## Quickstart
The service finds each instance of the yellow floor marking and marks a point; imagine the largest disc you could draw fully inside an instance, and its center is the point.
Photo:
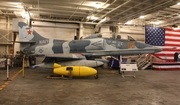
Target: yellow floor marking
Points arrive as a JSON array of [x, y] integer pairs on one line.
[[7, 82]]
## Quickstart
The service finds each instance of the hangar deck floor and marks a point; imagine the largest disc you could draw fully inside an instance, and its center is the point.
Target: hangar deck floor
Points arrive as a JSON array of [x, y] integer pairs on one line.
[[148, 88]]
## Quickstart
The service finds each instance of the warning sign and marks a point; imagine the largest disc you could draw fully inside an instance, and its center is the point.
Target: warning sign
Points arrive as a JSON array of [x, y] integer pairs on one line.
[[131, 45]]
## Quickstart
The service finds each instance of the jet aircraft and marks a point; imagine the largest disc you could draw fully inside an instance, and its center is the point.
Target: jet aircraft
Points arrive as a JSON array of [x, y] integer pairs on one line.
[[76, 52]]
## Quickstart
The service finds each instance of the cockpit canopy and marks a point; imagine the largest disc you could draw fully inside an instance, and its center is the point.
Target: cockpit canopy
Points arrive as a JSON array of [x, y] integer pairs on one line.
[[124, 37]]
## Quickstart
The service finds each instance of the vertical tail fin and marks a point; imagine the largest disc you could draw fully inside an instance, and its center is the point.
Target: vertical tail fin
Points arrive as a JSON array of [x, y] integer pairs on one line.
[[27, 34]]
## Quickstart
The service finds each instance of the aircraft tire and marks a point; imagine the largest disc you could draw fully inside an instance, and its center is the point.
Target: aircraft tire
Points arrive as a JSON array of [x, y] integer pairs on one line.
[[96, 76]]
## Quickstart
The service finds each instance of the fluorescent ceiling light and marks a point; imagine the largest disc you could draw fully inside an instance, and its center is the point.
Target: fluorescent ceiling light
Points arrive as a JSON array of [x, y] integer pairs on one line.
[[157, 22], [129, 22], [141, 17], [92, 17], [96, 4], [25, 15]]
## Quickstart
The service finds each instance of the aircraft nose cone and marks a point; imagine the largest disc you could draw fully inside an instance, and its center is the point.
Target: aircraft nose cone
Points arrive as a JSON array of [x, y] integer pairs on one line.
[[99, 63]]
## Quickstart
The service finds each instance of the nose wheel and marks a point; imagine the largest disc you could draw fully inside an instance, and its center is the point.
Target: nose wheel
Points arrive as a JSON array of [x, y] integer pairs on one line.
[[96, 76]]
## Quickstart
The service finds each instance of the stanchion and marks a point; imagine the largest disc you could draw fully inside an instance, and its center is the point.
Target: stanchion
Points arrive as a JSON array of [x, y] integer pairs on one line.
[[23, 67], [8, 63]]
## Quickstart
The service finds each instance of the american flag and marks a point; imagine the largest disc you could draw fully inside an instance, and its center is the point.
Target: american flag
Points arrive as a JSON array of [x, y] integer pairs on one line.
[[166, 38]]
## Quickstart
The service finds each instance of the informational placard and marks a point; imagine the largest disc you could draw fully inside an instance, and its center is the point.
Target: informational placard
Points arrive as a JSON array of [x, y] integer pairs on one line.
[[128, 67]]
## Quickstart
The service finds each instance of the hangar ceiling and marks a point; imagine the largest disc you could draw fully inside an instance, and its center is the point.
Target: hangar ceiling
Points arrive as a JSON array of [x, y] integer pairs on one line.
[[111, 12]]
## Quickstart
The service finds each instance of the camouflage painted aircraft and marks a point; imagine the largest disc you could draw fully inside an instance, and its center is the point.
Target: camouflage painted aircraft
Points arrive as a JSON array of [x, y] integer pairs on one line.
[[76, 52]]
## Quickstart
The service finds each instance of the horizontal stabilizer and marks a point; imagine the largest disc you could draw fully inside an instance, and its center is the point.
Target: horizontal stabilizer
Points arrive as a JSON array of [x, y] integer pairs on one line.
[[67, 56], [56, 65], [23, 41]]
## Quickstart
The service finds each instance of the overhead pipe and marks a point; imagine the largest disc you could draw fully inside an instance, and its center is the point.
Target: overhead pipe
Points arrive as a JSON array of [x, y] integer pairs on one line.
[[116, 8], [76, 10], [107, 6], [100, 10], [99, 23], [130, 8], [145, 10], [53, 20]]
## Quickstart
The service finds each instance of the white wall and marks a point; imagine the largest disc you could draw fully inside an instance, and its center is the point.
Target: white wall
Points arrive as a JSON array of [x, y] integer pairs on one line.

◆ **YOUR INSTRUCTIONS**:
Show every line of the data above that contains the word "horizontal". Case counts.

◆ **ANSWER TO THE PROBLEM**:
The service finds each instance of the horizontal stabilizer and marks a point; imagine the largest disc you could draw fully inside an instance, and its center is the point.
Target: horizontal stabilizer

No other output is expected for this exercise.